Work request =>
Line by line, repeat the material below exactly and leave the images out.

---------- Dataset records ----------

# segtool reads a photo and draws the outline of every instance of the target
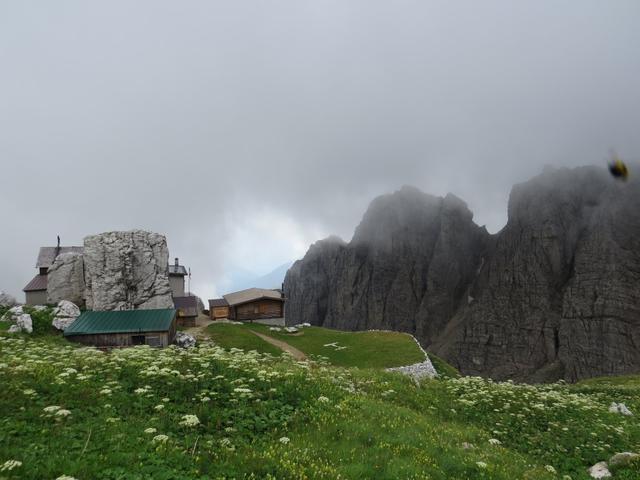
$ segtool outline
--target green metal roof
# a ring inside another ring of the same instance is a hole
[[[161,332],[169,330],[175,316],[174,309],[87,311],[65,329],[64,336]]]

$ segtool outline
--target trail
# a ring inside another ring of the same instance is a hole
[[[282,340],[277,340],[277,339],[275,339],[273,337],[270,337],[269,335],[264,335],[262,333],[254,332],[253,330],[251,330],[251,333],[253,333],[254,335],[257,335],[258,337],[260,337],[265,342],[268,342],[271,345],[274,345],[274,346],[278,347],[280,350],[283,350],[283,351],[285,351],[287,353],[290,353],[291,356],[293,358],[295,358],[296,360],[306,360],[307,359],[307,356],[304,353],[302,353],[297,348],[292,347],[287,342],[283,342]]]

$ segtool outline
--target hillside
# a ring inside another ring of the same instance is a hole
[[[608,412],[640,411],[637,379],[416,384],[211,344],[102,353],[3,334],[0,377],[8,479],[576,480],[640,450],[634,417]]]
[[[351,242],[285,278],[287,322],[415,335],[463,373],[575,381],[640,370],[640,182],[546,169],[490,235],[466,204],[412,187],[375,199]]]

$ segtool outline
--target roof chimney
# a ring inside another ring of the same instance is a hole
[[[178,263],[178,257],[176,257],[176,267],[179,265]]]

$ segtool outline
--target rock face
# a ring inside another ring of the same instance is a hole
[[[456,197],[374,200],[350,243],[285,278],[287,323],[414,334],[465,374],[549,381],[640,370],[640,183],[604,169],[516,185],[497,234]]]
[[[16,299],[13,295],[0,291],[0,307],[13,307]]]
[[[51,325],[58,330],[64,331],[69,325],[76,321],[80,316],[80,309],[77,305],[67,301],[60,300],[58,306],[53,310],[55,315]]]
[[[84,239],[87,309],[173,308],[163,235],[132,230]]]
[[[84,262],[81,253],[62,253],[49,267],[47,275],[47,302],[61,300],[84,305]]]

----------

Result of the task =>
# segtool reads a photo and draws the outline of every instance of the target
$ segtool outline
--target green metal roof
# a ring inside another ring of the same instance is a hole
[[[161,332],[169,330],[175,316],[174,309],[87,311],[65,329],[64,336]]]

$ segtool outline
--target trail
# a ring inside another ring of the same instance is a hole
[[[282,340],[277,340],[277,339],[275,339],[273,337],[270,337],[269,335],[264,335],[262,333],[254,332],[253,330],[251,330],[251,333],[253,333],[254,335],[257,335],[258,337],[260,337],[265,342],[268,342],[271,345],[274,345],[274,346],[278,347],[280,350],[283,350],[283,351],[285,351],[287,353],[290,353],[291,356],[293,358],[295,358],[296,360],[306,360],[307,359],[307,356],[304,353],[302,353],[297,348],[292,347],[287,342],[283,342]]]

$ segtool outline
--target hillside
# a ring inside another ring of the same instance is a hole
[[[608,412],[640,411],[637,379],[416,384],[211,344],[102,353],[3,334],[0,377],[8,479],[576,480],[640,450],[634,417]]]
[[[351,242],[285,278],[287,322],[415,335],[463,373],[575,381],[640,370],[640,182],[546,169],[490,235],[466,204],[412,187],[375,199]]]

$ segtool outline
--target roof chimney
# a ring inside another ring of the same instance is a hole
[[[178,263],[178,257],[176,257],[176,267],[179,265]]]

$ segtool outline
--target rock face
# a ring inside another ring of the same instance is a hole
[[[456,197],[374,200],[350,243],[285,278],[287,323],[414,334],[465,374],[549,381],[640,370],[640,183],[604,169],[516,185],[497,234]]]
[[[16,299],[13,295],[0,291],[0,307],[13,307]]]
[[[51,325],[58,330],[64,331],[69,325],[76,321],[80,316],[80,309],[77,305],[67,301],[60,300],[58,306],[53,310],[55,315]]]
[[[84,239],[87,309],[173,308],[163,235],[132,230]]]
[[[84,262],[81,253],[62,253],[49,267],[47,275],[47,302],[61,300],[84,305]]]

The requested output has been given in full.